[Referring expression data]
__________________________________________________

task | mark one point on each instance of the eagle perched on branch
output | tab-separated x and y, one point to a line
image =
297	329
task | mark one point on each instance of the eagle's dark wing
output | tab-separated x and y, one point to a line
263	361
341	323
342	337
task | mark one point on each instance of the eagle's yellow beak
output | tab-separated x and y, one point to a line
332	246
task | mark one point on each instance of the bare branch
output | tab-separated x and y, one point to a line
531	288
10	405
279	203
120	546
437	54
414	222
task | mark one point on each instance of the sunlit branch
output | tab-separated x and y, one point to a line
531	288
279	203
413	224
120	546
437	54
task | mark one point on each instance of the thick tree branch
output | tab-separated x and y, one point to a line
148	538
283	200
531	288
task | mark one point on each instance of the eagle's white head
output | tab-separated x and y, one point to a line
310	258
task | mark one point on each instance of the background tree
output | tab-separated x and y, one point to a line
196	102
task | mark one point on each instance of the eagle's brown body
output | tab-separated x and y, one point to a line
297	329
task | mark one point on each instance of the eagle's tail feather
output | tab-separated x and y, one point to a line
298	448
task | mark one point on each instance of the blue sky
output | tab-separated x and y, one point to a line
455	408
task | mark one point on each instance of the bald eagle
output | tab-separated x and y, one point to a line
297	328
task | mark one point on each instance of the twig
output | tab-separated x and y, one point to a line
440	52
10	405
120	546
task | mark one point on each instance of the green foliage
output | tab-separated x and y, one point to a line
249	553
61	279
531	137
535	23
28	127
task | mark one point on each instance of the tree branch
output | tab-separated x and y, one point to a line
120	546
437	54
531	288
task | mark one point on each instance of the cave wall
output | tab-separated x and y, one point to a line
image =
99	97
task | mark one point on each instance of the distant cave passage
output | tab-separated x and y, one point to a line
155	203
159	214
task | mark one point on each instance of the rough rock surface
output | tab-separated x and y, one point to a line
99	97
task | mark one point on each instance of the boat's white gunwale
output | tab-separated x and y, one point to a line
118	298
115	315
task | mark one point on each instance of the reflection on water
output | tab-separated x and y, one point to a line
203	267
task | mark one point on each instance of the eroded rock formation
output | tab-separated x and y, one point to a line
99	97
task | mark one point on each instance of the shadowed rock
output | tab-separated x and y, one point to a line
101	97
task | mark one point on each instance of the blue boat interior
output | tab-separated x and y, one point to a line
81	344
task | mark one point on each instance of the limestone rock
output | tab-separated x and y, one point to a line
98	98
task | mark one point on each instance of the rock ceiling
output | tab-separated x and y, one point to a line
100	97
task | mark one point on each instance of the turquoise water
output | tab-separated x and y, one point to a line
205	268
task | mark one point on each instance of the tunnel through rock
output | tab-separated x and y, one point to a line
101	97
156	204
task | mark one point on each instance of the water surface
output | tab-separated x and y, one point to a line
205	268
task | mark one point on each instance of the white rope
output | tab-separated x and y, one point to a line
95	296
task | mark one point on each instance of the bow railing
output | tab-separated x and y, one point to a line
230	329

__________________________________________________

PROBLEM DETAILS:
Repeat every entry exactly. Nothing may be dropped.

TASK SOLUTION:
task | mark one point on each instance of the eagle perched on branch
output | tab-separated x and y, one point to a line
image =
297	329
task | mark one point on each instance of the eagle's dark wing
output | tab-separated x and y, one point to a line
263	361
341	323
342	337
task | mark one point on each instance of the eagle's yellow beak
output | tab-separated x and y, one point to a line
332	246
task | mark one point on each instance of the bare branch
output | tab-separated x and y, one point to a line
531	288
10	405
279	203
120	546
437	54
414	222
task | mark one point on each instance of the sunlit branch
output | tab-separated x and y, one point to a line
531	288
279	203
413	224
120	546
437	54
task | mark one point on each instance of the thick tree branch
output | tab-separated x and y, one point to a line
148	538
283	200
531	288
task | mark one point on each instance of the eagle's white head
output | tab-separated x and y, one point to a line
310	258
task | mark one point on each instance of the background tree
output | tab-separated x and y, one point to a line
196	102
task | mark one point on each instance of the eagle's brown body
output | tab-separated x and y, one point to a line
297	329
task | mark one point on each instance of the eagle's tail feather
output | tab-separated x and y, one point to a line
298	448
task | mark one point on each instance of the blue sky
output | tab-separated x and y, one point to a line
455	408
task | mark one point on each instance of the bald eagle
output | tab-separated x and y, one point to a line
297	328
task | mark one point on each instance of the twig
output | tab-separated x and y, one point to a line
440	52
10	405
120	546
task | mark one point on each instance of the green foliage
output | tab-separated x and y, one point to a line
249	553
61	279
531	137
535	23
28	127
task | mark one point on each instance of the tree branch
output | tab-separated x and y, one point to a line
120	546
437	54
531	288
task | mark one point on each instance of the cave wall
output | tab-separated x and y, one point to a line
image =
99	97
task | mark one point on each instance of the distant cave passage
output | tab-separated x and y, one point to a line
155	203
159	214
task | mark one point on each instance of the rough rock surface
output | tab-separated x and y, one point to a line
99	97
task | mark one point on each instance of the boat's white gunwale
output | tab-separated x and y, one point to a line
118	298
115	315
task | mark one point on each instance of the reflection on water
output | tab-separated x and y, one point to a line
203	267
task | mark one point on each instance of the eroded rock formation
output | tab-separated x and y, one point to a line
99	97
task | mark one point on each instance of the shadowed rock
output | tab-separated x and y, one point to a line
101	97
task | mark one point on each instance of the blue boat interior
output | tab-separated x and y, one point to a line
81	344
task | mark one point on each instance of the limestone rock
output | tab-separated x and y, one point to a line
98	98
task | mark one point on each instance of the rock ceiling
output | tab-separated x and y, one point to a line
100	97
task | mark one point on each instance of the turquoise water
output | tab-separated x and y, one point to a line
205	268
task | mark one point on each instance of the tunnel through rock
output | tab-separated x and y, one point to a line
101	97
156	204
task | mark one point on each instance of the water surface
output | tab-separated x and y, one point to a line
205	268
task | mark one point on each instance of the white rope
output | tab-separated x and y, one point to a line
95	296
task | mark one point on each instance of the bow railing
output | tab-separated x and y, one point to a line
230	329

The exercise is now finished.